RECORDS TO PROCESS:
____

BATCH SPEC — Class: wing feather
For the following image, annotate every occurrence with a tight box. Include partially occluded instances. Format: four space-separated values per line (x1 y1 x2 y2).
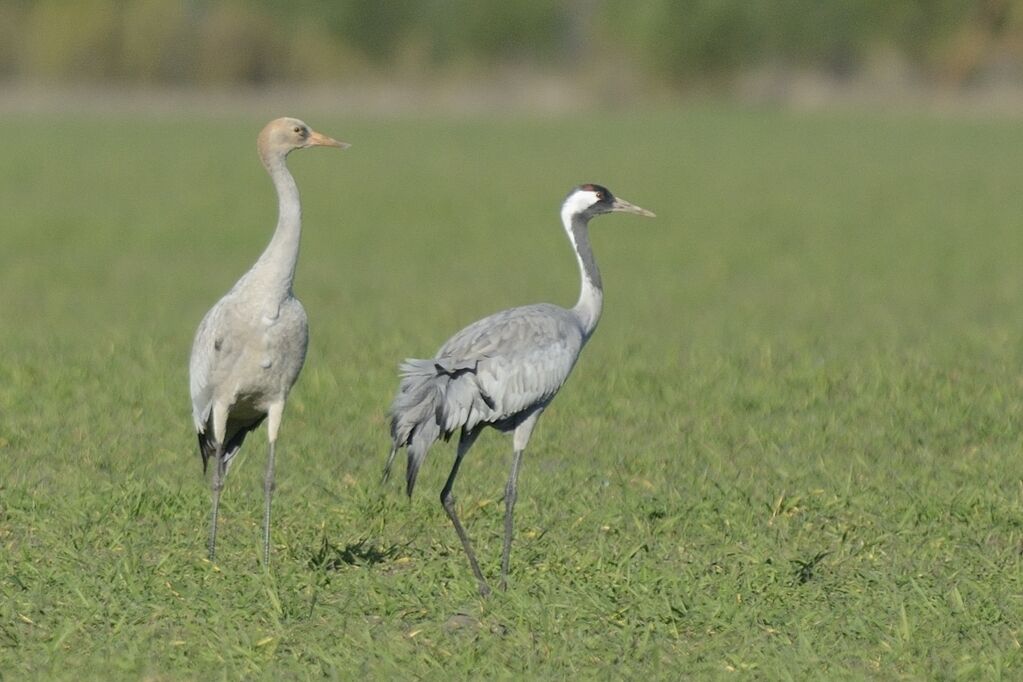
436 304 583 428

____

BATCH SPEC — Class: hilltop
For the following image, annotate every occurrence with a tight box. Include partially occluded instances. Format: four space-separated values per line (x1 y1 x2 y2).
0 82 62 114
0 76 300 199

____

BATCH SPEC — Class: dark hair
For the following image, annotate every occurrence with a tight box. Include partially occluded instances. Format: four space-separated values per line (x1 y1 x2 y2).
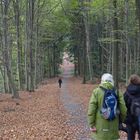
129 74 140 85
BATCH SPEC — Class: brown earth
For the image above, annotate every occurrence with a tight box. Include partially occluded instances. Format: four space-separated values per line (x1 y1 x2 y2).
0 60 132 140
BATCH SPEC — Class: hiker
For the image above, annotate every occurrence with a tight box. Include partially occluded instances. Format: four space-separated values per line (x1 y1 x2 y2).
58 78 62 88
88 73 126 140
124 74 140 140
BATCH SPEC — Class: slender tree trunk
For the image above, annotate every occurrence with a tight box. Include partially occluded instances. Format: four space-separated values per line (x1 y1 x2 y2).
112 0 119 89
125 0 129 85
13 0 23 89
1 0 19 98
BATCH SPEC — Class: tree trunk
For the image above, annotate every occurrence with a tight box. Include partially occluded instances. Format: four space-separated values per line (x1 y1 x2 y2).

____

TO DO: Reproduce the lines starting with the line that contains "BATCH SPEC — Class: wing feather" and going on through the line that contains "436 304 583 428", leaving any pictures out of your answer.

WRITTEN ANSWER:
BATCH SPEC — Class: wing feather
For the following image, annotate every occurrence with a tight box. Include partially occluded instances. Format: four space-separated values per line (x1 y1 x2 y2).
436 304 583 428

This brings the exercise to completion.